* [WHAT TO DO]:
The lines to repeat are those below from the one containing "13H47L44 27L47 29L60" down to the one containing "positive clicks: (176, 298)", both included; reproduce them exactly and nothing else.

[Opening DATA FOR ANALYSIS section]

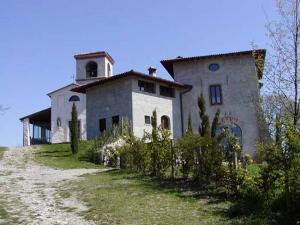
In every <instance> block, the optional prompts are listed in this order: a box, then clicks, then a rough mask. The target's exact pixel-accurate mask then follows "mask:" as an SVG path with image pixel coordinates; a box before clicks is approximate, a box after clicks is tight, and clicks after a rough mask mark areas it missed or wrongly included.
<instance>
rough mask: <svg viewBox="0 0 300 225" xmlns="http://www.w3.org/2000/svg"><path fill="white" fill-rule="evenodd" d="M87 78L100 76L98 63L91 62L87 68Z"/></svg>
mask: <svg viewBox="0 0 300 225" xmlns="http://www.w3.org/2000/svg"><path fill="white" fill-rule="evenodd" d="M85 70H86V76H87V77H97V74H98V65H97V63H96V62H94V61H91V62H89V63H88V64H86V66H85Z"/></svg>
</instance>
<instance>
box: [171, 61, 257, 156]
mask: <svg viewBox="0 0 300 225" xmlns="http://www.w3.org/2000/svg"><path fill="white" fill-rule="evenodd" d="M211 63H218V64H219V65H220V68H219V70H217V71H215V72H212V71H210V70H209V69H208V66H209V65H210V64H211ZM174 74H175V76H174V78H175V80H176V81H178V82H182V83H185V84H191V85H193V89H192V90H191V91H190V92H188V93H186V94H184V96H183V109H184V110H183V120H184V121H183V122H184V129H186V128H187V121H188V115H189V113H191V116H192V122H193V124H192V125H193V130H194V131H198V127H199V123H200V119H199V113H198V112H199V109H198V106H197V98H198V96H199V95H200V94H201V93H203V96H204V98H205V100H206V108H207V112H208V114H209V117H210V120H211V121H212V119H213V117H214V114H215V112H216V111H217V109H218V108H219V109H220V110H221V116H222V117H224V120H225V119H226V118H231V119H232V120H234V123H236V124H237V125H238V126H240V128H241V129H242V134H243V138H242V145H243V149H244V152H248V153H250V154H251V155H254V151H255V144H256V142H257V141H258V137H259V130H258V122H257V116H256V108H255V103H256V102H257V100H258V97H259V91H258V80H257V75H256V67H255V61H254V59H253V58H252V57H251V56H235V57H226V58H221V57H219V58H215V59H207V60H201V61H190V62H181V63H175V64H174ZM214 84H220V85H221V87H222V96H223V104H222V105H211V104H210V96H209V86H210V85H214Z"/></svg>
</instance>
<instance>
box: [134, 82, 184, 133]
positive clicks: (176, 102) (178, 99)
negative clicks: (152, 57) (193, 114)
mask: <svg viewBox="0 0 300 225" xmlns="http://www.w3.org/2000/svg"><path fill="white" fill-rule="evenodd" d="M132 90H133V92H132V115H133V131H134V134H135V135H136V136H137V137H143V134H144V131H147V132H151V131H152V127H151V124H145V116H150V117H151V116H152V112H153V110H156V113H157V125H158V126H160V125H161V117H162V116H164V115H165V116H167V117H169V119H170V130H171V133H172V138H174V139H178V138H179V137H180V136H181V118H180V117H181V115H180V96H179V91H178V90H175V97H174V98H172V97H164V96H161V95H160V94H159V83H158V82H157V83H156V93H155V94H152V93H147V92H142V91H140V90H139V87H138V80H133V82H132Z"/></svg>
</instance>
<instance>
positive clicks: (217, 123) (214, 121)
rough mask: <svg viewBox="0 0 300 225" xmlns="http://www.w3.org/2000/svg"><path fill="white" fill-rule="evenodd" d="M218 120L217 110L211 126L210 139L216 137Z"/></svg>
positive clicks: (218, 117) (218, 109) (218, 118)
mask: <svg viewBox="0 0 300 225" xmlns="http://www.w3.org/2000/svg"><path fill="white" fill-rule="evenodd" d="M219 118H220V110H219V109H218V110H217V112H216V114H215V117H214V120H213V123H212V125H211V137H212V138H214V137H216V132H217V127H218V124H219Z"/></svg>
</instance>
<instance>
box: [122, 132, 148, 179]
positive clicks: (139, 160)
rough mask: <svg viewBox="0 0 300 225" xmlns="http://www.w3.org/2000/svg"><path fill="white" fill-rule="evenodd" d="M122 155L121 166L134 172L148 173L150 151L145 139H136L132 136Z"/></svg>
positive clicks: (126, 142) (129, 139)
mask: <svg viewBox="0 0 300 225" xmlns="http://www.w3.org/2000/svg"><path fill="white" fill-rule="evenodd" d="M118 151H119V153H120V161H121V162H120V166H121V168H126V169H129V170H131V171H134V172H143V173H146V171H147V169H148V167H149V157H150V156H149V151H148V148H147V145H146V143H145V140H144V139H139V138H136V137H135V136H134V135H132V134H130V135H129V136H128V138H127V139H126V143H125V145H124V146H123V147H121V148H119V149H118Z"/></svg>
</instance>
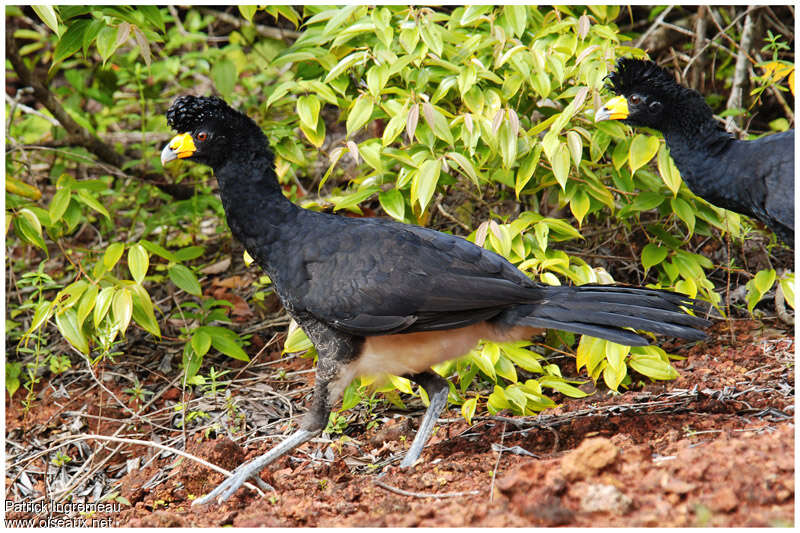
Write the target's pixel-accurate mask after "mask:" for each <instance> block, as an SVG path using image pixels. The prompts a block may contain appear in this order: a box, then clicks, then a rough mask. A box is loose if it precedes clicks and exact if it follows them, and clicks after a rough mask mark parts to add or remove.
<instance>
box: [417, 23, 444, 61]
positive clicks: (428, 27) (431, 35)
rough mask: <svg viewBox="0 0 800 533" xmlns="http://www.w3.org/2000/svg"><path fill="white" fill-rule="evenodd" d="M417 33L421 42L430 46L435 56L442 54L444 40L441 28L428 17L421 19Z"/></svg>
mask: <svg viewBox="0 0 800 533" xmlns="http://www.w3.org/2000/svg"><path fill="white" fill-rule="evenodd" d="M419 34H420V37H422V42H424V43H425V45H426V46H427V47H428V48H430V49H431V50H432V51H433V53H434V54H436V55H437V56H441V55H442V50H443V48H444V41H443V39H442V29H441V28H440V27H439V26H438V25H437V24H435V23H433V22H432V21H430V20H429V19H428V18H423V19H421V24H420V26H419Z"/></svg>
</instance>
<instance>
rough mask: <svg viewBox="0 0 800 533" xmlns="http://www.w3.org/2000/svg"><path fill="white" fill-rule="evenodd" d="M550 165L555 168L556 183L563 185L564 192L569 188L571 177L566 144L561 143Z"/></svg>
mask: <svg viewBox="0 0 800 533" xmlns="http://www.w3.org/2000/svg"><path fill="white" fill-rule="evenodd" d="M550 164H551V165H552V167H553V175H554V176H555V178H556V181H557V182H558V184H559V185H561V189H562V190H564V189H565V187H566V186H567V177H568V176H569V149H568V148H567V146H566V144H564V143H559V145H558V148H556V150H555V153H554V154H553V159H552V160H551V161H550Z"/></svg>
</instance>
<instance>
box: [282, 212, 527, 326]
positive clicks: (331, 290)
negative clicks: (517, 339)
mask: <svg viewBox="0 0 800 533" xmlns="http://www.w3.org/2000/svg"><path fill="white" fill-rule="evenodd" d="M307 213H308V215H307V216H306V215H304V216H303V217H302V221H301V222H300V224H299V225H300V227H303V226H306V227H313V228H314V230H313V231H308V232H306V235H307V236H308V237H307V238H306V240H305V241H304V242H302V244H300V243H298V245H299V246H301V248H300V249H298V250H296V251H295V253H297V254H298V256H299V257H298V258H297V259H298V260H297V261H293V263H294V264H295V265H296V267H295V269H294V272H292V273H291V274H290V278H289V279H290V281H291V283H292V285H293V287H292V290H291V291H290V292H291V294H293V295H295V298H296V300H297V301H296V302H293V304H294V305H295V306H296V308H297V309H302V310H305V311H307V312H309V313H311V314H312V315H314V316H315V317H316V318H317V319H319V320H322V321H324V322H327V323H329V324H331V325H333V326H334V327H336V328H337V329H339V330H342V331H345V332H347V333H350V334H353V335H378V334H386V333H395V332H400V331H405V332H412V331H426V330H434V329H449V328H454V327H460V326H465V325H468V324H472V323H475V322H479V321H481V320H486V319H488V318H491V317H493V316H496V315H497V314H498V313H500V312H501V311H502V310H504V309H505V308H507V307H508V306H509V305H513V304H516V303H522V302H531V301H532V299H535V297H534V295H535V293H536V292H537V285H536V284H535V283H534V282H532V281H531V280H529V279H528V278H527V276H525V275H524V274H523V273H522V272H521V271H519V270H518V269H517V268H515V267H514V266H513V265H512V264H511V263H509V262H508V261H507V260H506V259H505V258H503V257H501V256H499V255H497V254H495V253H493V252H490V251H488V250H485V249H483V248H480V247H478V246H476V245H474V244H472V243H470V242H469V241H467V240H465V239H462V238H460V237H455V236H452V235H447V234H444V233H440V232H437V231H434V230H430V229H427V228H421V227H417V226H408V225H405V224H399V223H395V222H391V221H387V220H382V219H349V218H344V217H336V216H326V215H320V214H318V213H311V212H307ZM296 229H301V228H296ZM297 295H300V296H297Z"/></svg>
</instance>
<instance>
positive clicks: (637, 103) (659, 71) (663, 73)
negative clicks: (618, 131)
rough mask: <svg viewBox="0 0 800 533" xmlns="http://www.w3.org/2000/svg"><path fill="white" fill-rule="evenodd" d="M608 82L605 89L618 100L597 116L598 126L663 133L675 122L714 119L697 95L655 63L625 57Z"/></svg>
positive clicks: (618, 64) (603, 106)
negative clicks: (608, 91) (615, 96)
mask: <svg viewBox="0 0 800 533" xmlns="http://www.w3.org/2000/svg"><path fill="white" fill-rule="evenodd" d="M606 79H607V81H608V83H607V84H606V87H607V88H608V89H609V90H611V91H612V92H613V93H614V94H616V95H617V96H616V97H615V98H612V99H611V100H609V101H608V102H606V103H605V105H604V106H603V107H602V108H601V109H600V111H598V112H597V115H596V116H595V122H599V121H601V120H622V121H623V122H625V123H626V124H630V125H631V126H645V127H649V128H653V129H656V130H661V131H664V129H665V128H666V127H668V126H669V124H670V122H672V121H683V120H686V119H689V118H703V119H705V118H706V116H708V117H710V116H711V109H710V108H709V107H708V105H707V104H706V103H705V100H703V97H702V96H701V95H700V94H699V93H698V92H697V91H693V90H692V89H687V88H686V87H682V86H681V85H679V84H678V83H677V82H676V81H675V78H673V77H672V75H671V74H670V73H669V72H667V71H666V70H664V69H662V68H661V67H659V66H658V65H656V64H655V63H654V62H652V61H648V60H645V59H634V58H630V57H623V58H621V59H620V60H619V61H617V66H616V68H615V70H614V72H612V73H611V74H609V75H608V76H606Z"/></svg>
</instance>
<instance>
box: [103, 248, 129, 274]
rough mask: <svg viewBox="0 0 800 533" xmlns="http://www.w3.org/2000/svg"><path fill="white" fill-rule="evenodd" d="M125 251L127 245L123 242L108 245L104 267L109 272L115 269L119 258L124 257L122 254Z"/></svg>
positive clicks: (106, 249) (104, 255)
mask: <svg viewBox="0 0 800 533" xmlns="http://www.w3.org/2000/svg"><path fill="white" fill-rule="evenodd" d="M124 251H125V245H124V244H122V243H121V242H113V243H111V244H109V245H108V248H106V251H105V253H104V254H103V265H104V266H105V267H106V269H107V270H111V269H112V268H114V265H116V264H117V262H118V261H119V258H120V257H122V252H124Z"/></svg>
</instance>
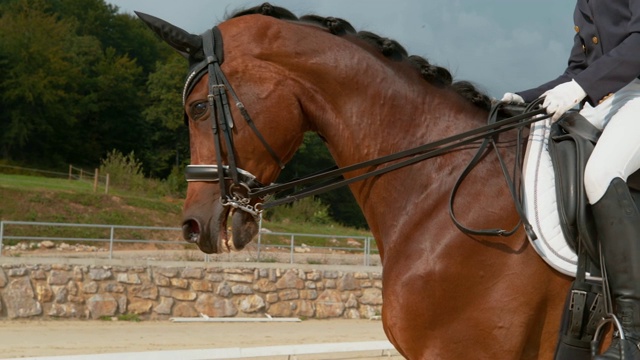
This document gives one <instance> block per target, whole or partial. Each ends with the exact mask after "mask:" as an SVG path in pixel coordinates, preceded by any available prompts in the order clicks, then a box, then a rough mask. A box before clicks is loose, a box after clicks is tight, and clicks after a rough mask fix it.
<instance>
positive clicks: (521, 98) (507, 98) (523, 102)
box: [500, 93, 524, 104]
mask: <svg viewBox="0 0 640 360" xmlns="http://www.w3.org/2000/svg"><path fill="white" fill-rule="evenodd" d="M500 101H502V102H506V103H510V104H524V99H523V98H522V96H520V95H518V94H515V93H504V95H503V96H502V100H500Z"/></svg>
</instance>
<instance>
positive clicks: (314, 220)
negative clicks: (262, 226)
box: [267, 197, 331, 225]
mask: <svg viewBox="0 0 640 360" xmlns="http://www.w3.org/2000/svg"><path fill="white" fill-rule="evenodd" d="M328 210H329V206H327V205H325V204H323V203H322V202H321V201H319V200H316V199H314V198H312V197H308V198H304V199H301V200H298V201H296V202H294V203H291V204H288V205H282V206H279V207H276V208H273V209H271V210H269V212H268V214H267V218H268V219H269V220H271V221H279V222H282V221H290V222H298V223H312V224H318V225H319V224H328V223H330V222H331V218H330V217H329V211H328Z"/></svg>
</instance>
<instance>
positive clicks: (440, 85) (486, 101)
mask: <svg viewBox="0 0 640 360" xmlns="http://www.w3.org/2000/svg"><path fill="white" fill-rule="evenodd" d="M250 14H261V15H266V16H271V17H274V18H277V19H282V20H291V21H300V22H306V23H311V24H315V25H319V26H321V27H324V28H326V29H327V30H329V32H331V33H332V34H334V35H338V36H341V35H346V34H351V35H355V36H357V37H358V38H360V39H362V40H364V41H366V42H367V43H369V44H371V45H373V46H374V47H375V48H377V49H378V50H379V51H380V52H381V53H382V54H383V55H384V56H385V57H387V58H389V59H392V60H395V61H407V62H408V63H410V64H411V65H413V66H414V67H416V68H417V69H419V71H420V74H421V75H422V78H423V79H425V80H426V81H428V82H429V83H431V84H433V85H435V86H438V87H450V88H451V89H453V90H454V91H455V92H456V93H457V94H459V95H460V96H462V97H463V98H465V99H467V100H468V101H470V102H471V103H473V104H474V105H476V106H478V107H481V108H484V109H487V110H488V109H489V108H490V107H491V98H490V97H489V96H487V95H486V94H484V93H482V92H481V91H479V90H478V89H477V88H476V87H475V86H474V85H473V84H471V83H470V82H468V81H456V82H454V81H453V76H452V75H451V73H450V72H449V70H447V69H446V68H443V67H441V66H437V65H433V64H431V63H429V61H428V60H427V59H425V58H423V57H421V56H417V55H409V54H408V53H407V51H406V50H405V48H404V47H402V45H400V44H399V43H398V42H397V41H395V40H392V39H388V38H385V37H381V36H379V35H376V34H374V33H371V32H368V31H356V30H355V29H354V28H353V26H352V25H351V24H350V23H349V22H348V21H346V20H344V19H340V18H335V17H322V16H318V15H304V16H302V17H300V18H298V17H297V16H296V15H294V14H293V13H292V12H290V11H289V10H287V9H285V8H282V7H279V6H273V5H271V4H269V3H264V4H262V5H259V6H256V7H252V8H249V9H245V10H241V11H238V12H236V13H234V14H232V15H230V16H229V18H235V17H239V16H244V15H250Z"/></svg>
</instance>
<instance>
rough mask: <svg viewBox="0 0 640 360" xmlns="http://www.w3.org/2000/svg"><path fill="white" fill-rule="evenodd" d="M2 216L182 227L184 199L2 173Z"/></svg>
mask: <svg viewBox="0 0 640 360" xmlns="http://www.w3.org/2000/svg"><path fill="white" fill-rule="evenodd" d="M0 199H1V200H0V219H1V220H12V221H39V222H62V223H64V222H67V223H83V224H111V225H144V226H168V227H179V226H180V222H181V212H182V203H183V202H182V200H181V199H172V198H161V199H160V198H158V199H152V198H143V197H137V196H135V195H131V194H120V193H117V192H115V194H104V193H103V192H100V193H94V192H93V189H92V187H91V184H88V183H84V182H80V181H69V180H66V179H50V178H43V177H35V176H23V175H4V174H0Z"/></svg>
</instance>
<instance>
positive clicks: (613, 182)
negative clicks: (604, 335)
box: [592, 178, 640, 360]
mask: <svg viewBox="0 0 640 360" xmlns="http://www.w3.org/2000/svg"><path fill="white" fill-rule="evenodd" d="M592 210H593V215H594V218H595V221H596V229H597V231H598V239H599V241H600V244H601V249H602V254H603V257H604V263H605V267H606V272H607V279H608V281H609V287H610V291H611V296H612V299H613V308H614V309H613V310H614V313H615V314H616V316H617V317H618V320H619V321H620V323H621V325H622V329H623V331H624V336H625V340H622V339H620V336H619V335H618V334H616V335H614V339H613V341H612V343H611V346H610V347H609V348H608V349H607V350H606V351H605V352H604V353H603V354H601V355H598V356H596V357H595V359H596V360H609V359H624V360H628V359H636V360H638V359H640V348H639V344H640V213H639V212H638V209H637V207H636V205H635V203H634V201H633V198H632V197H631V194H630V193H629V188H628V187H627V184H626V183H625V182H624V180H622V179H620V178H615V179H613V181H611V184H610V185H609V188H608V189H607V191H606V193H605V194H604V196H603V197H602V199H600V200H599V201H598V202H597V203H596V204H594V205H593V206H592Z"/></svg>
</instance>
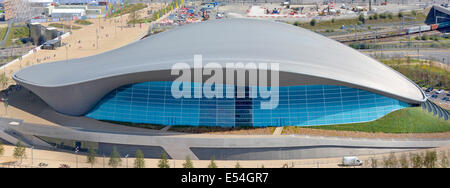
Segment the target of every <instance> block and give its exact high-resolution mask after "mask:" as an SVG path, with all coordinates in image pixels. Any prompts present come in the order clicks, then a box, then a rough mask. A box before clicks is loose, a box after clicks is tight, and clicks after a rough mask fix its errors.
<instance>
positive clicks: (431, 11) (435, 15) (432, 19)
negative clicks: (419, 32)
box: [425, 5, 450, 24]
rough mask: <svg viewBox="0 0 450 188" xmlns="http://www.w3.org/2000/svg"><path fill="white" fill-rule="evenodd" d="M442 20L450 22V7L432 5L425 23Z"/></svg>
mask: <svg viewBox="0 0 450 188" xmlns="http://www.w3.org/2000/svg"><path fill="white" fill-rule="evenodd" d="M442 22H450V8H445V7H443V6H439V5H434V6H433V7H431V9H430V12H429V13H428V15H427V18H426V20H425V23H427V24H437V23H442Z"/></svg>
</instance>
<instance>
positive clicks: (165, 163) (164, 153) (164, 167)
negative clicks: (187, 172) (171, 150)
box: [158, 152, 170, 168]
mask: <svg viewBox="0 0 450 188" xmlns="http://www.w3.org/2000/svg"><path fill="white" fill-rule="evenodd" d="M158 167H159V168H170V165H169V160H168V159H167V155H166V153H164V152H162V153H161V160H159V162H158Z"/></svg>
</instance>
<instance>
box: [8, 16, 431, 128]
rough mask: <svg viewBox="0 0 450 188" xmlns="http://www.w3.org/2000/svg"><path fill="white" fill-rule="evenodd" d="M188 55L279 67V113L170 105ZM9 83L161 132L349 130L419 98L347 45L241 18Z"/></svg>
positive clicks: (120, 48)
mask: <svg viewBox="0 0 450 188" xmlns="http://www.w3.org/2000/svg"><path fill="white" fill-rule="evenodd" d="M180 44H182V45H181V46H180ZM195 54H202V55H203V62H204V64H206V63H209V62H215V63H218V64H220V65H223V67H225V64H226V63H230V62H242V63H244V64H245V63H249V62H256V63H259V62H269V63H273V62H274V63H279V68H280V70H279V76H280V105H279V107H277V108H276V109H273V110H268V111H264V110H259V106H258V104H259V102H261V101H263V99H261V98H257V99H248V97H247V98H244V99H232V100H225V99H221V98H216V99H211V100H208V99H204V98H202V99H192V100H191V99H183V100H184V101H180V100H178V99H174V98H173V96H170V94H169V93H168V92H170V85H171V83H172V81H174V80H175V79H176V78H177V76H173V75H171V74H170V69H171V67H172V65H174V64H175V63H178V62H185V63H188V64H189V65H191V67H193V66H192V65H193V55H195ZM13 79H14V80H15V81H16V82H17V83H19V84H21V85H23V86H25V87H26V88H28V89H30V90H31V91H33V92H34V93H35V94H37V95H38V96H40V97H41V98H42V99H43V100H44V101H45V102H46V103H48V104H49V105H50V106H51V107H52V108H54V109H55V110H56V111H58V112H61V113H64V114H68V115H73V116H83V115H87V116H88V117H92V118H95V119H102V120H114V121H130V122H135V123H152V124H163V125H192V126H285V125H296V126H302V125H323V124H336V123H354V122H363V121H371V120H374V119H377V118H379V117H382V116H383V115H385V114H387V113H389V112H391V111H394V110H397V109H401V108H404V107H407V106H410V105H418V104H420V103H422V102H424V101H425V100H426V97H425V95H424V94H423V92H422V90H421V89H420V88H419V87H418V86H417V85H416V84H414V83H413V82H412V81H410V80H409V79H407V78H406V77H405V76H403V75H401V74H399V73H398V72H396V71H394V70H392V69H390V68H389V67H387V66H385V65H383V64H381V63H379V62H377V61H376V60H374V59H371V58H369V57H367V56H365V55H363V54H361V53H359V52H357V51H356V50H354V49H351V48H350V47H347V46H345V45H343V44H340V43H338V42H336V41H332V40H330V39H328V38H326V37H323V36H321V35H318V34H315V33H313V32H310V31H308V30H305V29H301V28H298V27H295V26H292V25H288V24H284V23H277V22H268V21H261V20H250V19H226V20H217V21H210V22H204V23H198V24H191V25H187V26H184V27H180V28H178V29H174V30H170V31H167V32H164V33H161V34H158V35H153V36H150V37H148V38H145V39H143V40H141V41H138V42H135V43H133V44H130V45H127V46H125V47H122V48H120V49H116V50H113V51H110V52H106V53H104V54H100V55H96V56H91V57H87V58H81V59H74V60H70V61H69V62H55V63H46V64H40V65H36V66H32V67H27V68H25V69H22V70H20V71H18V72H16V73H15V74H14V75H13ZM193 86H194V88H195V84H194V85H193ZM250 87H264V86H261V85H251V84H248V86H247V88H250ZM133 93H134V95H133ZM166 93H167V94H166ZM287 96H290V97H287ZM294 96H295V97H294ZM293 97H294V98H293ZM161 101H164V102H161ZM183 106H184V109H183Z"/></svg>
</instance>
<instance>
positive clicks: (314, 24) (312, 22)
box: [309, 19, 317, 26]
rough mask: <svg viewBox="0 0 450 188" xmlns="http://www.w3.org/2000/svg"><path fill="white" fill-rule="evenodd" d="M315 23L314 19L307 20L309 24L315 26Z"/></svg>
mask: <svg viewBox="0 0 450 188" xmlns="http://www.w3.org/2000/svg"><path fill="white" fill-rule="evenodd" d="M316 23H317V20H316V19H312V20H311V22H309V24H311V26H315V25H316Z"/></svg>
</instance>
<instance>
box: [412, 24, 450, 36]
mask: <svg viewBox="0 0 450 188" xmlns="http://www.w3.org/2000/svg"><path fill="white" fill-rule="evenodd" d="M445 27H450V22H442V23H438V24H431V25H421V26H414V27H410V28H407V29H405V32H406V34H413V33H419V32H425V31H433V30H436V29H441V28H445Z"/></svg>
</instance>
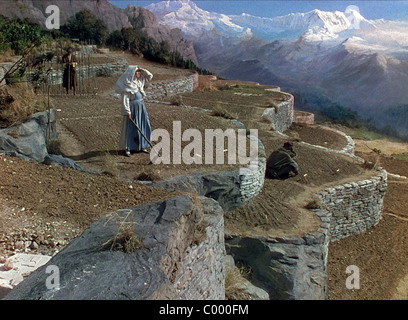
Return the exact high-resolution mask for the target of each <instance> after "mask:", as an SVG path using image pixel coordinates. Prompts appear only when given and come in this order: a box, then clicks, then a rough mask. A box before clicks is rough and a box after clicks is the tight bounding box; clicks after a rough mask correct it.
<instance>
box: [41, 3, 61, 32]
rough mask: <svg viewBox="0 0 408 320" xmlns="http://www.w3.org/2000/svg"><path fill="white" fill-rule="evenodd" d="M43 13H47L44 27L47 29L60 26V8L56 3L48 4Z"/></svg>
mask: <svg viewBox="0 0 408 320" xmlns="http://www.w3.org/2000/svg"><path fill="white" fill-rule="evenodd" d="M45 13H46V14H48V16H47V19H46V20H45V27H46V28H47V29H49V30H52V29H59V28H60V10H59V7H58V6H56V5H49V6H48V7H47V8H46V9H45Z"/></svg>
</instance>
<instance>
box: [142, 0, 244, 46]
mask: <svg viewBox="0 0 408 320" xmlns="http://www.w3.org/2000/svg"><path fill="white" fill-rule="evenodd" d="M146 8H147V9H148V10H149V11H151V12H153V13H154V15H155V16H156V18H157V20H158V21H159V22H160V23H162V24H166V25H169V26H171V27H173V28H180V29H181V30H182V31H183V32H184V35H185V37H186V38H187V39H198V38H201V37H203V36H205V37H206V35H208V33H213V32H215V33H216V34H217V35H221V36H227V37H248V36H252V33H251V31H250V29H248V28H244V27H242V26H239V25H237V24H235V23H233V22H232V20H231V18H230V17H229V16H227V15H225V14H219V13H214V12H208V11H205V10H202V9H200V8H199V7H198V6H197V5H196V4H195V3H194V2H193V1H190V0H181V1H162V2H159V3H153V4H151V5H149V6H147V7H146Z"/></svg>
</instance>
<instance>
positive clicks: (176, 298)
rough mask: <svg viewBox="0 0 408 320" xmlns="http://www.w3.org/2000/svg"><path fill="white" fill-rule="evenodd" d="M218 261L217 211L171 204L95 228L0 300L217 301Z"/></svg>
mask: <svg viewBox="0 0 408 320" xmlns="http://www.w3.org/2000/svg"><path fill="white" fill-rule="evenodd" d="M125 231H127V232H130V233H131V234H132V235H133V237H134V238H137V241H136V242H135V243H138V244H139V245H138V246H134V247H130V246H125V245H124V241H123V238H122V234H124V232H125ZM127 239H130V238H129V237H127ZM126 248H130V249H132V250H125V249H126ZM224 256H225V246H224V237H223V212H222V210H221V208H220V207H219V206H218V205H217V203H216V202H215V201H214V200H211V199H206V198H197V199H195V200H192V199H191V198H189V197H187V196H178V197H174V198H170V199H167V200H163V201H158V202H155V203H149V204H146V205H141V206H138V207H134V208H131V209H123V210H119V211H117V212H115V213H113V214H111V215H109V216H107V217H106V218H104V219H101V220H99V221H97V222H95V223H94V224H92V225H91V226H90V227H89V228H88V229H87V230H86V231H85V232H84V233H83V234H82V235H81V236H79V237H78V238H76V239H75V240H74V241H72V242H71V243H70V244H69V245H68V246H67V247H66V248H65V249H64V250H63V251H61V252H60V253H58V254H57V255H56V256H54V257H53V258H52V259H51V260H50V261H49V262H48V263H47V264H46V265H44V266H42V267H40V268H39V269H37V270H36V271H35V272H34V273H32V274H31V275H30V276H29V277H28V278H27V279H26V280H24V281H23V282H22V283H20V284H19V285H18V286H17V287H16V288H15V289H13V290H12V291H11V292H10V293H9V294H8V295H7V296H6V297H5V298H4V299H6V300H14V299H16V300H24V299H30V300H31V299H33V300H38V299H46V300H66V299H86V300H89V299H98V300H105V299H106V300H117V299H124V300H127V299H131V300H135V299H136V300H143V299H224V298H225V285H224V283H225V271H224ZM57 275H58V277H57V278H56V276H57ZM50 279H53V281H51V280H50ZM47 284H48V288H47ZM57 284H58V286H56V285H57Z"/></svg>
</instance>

[Closing DATA FOR ANALYSIS section]

* [RESPONSE]:
rough mask: <svg viewBox="0 0 408 320" xmlns="http://www.w3.org/2000/svg"><path fill="white" fill-rule="evenodd" d="M43 13H47L44 27L47 29L60 26V8L56 3L48 4Z"/></svg>
mask: <svg viewBox="0 0 408 320" xmlns="http://www.w3.org/2000/svg"><path fill="white" fill-rule="evenodd" d="M45 13H46V14H48V16H47V19H46V20H45V27H46V28H47V29H49V30H52V29H59V28H60V10H59V7H58V6H56V5H49V6H48V7H47V8H46V9H45Z"/></svg>
</instance>
<instance>
box: [142, 0, 244, 46]
mask: <svg viewBox="0 0 408 320" xmlns="http://www.w3.org/2000/svg"><path fill="white" fill-rule="evenodd" d="M146 8H147V9H148V10H149V11H151V12H153V13H154V15H155V16H156V18H157V20H158V21H159V22H160V23H162V24H166V25H169V26H171V27H173V28H180V29H181V30H182V31H183V32H184V35H185V37H186V38H187V39H198V38H201V37H203V36H205V37H206V35H208V33H213V32H215V33H216V34H217V35H221V36H227V37H248V36H252V33H251V31H250V29H248V28H244V27H242V26H239V25H237V24H235V23H233V22H232V20H231V18H230V17H229V16H227V15H225V14H219V13H214V12H208V11H205V10H202V9H200V8H199V7H198V6H197V5H196V4H195V3H194V2H193V1H190V0H181V1H162V2H159V3H153V4H151V5H149V6H147V7H146Z"/></svg>
</instance>
<instance>
positive clicks: (176, 298)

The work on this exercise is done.